JOB:
Copy out every record below, word for word.
* Begin SUPPLIED ENTRIES *
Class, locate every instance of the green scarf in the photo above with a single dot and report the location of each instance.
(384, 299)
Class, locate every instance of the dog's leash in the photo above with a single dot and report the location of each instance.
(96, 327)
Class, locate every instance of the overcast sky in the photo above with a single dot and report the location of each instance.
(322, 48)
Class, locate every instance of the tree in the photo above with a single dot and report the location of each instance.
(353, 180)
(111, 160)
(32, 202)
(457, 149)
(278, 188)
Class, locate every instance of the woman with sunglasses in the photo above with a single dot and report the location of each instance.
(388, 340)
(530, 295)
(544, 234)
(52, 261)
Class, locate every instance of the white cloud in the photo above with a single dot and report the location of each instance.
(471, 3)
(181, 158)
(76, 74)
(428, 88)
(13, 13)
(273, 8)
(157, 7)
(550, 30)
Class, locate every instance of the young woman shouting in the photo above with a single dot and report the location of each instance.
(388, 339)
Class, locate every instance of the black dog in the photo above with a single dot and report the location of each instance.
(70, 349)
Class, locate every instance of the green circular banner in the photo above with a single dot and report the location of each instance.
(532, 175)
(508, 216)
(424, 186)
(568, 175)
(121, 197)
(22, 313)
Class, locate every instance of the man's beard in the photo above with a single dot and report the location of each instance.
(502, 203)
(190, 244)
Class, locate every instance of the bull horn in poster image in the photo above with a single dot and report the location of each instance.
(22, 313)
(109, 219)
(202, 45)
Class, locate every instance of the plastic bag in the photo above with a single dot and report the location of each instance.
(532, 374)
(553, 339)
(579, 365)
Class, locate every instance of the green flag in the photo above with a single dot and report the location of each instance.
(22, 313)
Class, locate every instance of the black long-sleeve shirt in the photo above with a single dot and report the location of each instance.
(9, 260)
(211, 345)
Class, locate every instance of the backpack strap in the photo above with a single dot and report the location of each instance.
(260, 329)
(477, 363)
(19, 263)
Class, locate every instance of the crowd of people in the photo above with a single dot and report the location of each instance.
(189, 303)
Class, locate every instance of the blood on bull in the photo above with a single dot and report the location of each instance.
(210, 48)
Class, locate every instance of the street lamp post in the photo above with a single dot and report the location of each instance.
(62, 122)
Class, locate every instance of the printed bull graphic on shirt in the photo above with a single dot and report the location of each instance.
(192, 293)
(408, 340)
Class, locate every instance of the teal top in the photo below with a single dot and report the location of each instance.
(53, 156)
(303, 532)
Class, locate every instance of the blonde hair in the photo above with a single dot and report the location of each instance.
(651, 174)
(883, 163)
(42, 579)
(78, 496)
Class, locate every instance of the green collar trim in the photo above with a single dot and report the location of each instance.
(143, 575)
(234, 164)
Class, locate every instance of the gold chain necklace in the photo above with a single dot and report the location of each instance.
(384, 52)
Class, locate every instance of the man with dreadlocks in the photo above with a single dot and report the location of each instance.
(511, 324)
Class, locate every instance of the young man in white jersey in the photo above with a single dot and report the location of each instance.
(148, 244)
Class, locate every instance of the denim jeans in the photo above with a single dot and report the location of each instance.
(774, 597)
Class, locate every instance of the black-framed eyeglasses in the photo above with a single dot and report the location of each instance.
* End SUPPLIED ENTRIES *
RESULT:
Class, locate every instance of the green scarf in the photo above with a single dot and report the location of each instance.
(384, 299)
Class, locate every instance of the dog's leash in the photo above with a single dot and report the location of each instance.
(96, 327)
Class, locate every instance of the overcast sky in the photo above with a single dot and report the location of each instance.
(322, 48)
Class, locate every instance of the tree in the photo above with a single dot and report the location of each instance.
(353, 180)
(111, 160)
(32, 202)
(457, 149)
(278, 188)
Class, locate every instance of the woman with sunglasses in the photo above with a single dot and report the location of each instance.
(388, 340)
(530, 295)
(544, 234)
(52, 261)
Class, locate every instance of the white cloud in the photo above with a single dot and report the location of each instance.
(471, 3)
(181, 158)
(76, 74)
(428, 88)
(13, 13)
(273, 8)
(157, 7)
(550, 30)
Class, locate every instance of the young woman shouting in the photo above with a single dot and report the location of each instance.
(388, 339)
Class, locate every instance of the black dog in the photo above with a single dot and report the location of each instance.
(70, 349)
Class, locate every instance of the green circular banner in the photo above with a single dot and report the location of each instance.
(532, 175)
(508, 216)
(424, 186)
(568, 175)
(121, 197)
(22, 313)
Class, locate every instance of the man's beard in the photo above with a single dot and report the location of each instance.
(502, 203)
(190, 244)
Class, locate every instance of the bull horn in poster image in the photo above with a single dot and report the location of each instance.
(22, 313)
(109, 219)
(202, 45)
Class, locate every instance of the plastic bag in the photo above with a single dot and report the location of each instance.
(532, 374)
(553, 339)
(579, 365)
Class, locate every instance of the green flag in the photo above with a single dot and report the location of each instance.
(22, 313)
Class, locate every instance of the black long-sleeve shirt in the photo above with a single dot and report the location of each instance.
(9, 260)
(211, 345)
Class, locate every instance of the backpack strap in the photo above with a single dot and report the location of each instance.
(260, 329)
(477, 363)
(19, 263)
Class, locate every instance of the crowd of people in the photo above with a single dot and report the location of each instance.
(189, 303)
Class, locate every instance of the blood on bull in the photo above with a single dot and report the location of each instance.
(210, 48)
Class, locate every instance of the street lamp post in the photo above with a single dot and report the location of each instance.
(62, 122)
Class, locate every instance of the printed bull graphic on shirt in the photo above with a single dot and report the location of each instance.
(192, 293)
(408, 340)
Class, locate every instance of the teal top in the photo below with a single dot and report the location of each instance.
(53, 156)
(303, 532)
Class, locate every instance of the blonde hair in the photo above with a single dot and report the location of each instance.
(651, 174)
(883, 163)
(42, 579)
(78, 496)
Class, locate every instance of the green collar trim in the photo above with a single dot and report the location of each instance.
(143, 575)
(234, 164)
Class, locate every instance of the gold chain necklace in the photo above with a single dot and report the location of each instance.
(384, 52)
Class, locate every instance of the man with dreadlocks in the photo above with a single dot and report the location of each instance.
(511, 324)
Class, locate every instance of the young man in white jersey in the photo above with a single dot and report the location of each instance.
(148, 244)
Class, locate every instance of the denim jeans in the photo above with a single dot and report the location of each instance.
(774, 597)
Class, locate every instance of the black-framed eyeglasses in the photo above with a single dot and report the location of each instance.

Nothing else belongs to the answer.